STATED TASK 1 | Show every line of the records below that contains the string "surface", copying each such line in full. Case counts.

In 1998, Kudumbashree started a group in her area, but Bindu could hardly find the ten rupees a week she needed in order to join the group.

“All of us were in such dire straits financially that it was not just me, but the other women too found it difficult to save ten rupees. If we didn’t pay the money for two weeks in a row, we faced eviction from the group. Somehow, I managed to continue with the group.”

Bindu and her friends used to listen to the block officers talk about starting farming but they never thought they would be able to do it.

“It was by accident that we became farmers. In 2000, we had gone to a studio to take a photo of ourselves together. The studio owner told us that he had some land that he wished to lease out for farming. He wanted us to tell some of our Kudumbashree members. We came home with the thought running through our minds. After a lot of deliberation, we decided to try our hand at collective farming.”

STATED TASK 2 | Take the account above of Bindu and the Kudumbashree women turning to collective farming further, continuing on from its final sentence.

EXCERPTED RECORDS |
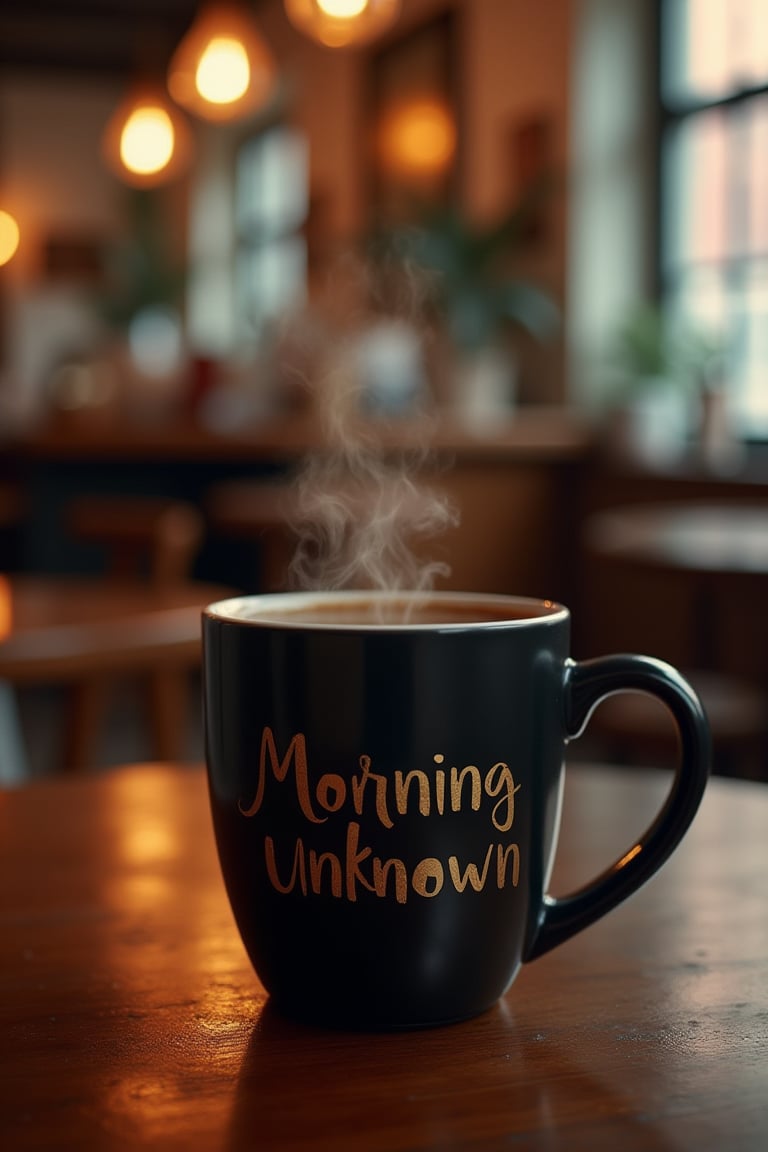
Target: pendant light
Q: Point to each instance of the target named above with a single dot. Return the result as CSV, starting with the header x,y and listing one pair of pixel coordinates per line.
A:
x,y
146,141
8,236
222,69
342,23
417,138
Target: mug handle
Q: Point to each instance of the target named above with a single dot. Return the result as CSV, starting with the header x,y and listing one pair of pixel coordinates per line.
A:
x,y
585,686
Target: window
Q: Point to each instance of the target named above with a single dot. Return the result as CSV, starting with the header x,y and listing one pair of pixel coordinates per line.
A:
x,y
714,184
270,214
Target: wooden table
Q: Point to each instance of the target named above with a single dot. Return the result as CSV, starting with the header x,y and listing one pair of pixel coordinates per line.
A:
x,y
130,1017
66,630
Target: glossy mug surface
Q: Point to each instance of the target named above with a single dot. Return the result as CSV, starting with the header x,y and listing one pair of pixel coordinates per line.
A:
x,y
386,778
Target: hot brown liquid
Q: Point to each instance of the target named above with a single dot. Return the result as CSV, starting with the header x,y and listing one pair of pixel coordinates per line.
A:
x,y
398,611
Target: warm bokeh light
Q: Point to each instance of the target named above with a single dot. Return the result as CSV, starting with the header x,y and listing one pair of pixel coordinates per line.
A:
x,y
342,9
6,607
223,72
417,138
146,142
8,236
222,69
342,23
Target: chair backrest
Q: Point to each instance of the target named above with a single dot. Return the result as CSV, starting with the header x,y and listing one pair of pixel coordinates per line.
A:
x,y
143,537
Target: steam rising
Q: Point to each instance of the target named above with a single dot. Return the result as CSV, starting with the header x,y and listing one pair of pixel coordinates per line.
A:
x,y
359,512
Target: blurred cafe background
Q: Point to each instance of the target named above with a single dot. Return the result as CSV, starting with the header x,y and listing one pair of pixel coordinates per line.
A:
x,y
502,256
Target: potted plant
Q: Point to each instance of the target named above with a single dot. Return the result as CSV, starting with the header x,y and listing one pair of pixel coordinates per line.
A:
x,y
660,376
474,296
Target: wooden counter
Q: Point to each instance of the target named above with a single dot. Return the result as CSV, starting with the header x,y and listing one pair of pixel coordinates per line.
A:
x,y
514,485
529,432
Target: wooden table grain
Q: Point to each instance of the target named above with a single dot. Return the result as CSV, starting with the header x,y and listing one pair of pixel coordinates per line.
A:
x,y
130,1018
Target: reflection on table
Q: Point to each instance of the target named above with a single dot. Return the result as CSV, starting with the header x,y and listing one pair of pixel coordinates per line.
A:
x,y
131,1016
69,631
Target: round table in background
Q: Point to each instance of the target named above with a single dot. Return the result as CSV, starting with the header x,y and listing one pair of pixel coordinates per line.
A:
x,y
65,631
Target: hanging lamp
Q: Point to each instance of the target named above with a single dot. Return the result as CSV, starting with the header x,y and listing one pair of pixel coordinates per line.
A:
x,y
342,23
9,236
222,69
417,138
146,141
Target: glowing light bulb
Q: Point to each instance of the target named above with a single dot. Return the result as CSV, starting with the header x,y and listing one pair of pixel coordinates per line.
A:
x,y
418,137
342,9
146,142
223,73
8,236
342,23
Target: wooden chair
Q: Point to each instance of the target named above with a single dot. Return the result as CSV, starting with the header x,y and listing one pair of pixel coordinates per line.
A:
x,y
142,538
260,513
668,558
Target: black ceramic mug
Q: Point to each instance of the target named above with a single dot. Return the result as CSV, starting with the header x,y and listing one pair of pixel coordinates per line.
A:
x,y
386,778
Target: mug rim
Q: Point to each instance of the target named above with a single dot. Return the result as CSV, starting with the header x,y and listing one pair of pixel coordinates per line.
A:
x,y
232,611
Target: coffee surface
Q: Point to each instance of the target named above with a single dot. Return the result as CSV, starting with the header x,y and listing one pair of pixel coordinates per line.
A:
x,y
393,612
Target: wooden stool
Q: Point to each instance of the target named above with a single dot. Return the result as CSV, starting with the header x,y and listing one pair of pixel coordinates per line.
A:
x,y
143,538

EXERCISE OUTPUT 1 |
Target: glossy mug surface
Target: coffee surface

EXERCISE OUTPUT 2 |
It was a major decision for Bindu and her friends — Sheeba, Sreeja and Mallika.

They decided to join hands and lease 8 acres of land that was overgrown with weeds.

The idea was to cultivate paddy.

Though they bought seeds at a discounted price from Krishi Bhavan, they had to take a loan of Rs 10,000 each from Kudumbashree’s informal bank, Rs 25,000 from its revolving fund, and some more from a normal bank.

There was no machinery to cut the weeds; so they used their sickles. When other workers went to their farms at 8 am, they started as early as 6 am.

Leaving their small children at home, these four women worked from morning till evening and yet couldn’t clear the land of weeds. So, they had to employ people. Again, the entire paddy cultivation was done by hand.

As they had no previous experience in farming, they had to take advice and help from others at every step. But they learnt well and fast.

Altogether, they spent Rs 200,000 on their first effort.

Once the harvest was ready, what they did first was not to sell the rice to make a profit. None of them had forgotten the days when they could not afford even a meal a day. All four of them decided to store some rice at home to last the entire year.

They sold the rice that remained, and used it to clear all the debts.

Bindu won the Best Farmer award from the Grama Panchayat that year!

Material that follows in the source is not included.